BEGIN

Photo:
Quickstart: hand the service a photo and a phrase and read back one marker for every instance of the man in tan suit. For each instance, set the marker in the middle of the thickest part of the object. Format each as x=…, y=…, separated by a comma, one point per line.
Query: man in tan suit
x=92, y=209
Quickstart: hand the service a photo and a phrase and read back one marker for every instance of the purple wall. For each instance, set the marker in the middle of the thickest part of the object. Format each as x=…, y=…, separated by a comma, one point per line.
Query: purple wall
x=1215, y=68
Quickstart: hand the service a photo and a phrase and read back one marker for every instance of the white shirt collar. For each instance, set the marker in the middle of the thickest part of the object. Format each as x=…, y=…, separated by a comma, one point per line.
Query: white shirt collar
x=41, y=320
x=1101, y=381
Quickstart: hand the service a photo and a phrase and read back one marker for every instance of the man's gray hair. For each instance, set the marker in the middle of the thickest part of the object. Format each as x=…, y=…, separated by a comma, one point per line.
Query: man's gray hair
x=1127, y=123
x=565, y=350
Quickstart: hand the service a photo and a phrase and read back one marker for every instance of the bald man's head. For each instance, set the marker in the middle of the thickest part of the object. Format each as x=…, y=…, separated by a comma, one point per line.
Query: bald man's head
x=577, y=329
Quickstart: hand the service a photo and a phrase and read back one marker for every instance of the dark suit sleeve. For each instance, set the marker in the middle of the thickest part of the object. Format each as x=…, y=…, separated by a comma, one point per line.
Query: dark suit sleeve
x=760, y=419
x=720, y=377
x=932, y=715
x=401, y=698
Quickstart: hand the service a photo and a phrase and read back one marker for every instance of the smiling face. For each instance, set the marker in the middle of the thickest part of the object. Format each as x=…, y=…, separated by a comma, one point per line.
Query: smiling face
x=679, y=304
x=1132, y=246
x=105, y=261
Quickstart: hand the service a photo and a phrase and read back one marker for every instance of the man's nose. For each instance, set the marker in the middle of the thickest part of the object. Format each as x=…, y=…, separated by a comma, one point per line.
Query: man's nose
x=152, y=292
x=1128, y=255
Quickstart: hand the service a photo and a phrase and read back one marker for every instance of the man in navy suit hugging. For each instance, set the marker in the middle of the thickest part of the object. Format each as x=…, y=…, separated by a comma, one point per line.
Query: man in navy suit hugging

END

PROBLEM TO WORK ON:
Write the listing out again, matching every line exactly.

EXERCISE ANSWER:
Photo:
Quickstart: hand the service a photo and a phrase and read back one marker for every instance of the man in tan suit. For each instance, set the marker in the middle of the thickest part of the object. Format each as x=…, y=…, separated by a comma, one point per line.
Query: man in tan suit
x=92, y=209
Quickstart: hand the service a photo and a phrase and read back one marker for every instance of the purple wall. For each instance, set the marker in the middle of the thickest part of the object. Format each as x=…, y=…, separated by a comma, one point per line.
Query: purple wall
x=1215, y=68
Quickstart: hand the service a photo and a phrase and read back one marker for every instance of the white shirt collar. For each instance, set the marker in the middle of the thickest part of the object. Format each as x=…, y=…, separated by a comma, one point per line.
Query: white shirt collar
x=41, y=320
x=1101, y=381
Quickstart: hand the service a photo and a phrase and read back one marker for every instance of the man's gray hair. For each instance, set the marker in the middle of the thickest part of the object. Format each as x=…, y=…, separated by a comma, one point per line.
Query: man's gray hair
x=1127, y=123
x=565, y=350
Quickstart: hand the service a photo and a phrase and read back one marker for every instance of the bald man's head. For each instance, set the marker in the middle of the thickest part of the object. Format each as x=…, y=…, separated by a comma, one point per line.
Query: bald man's head
x=577, y=329
Quickstart: hand the service a photo and a phrase and read back one marker for every instance of the dark suit sleeve. For each instance, set the marker in the middle of the thickest part of the object. Format each as x=…, y=…, separated by a comma, one point per line.
Query: dark suit sleeve
x=760, y=419
x=720, y=377
x=932, y=715
x=401, y=698
Quickstart: hand the service a photo and a phrase and read back one marker for every instance of the smiling face. For each instance, set the marker in the middle of the thickest part of the object. Format each as x=…, y=…, separated by a comma, one point per line.
Query: smiling face
x=679, y=304
x=1132, y=246
x=105, y=261
Quickstart: hand the service a photo and a phrase and read back one marker for every instance of the man's nose. For each instance, set the marker in the middle of the thickest part of the object. Format each as x=…, y=…, separated by a comma, one point per line.
Query: man's nose
x=152, y=292
x=1128, y=255
Quickstart: hand the service a photo and a phrase and read back one marker for every instance of the man in navy suit hugging. For each instance, set the marker in the middle of the thickest part of the object. Format each as x=…, y=…, separated by a comma, one point per line.
Query: man in navy suit hugging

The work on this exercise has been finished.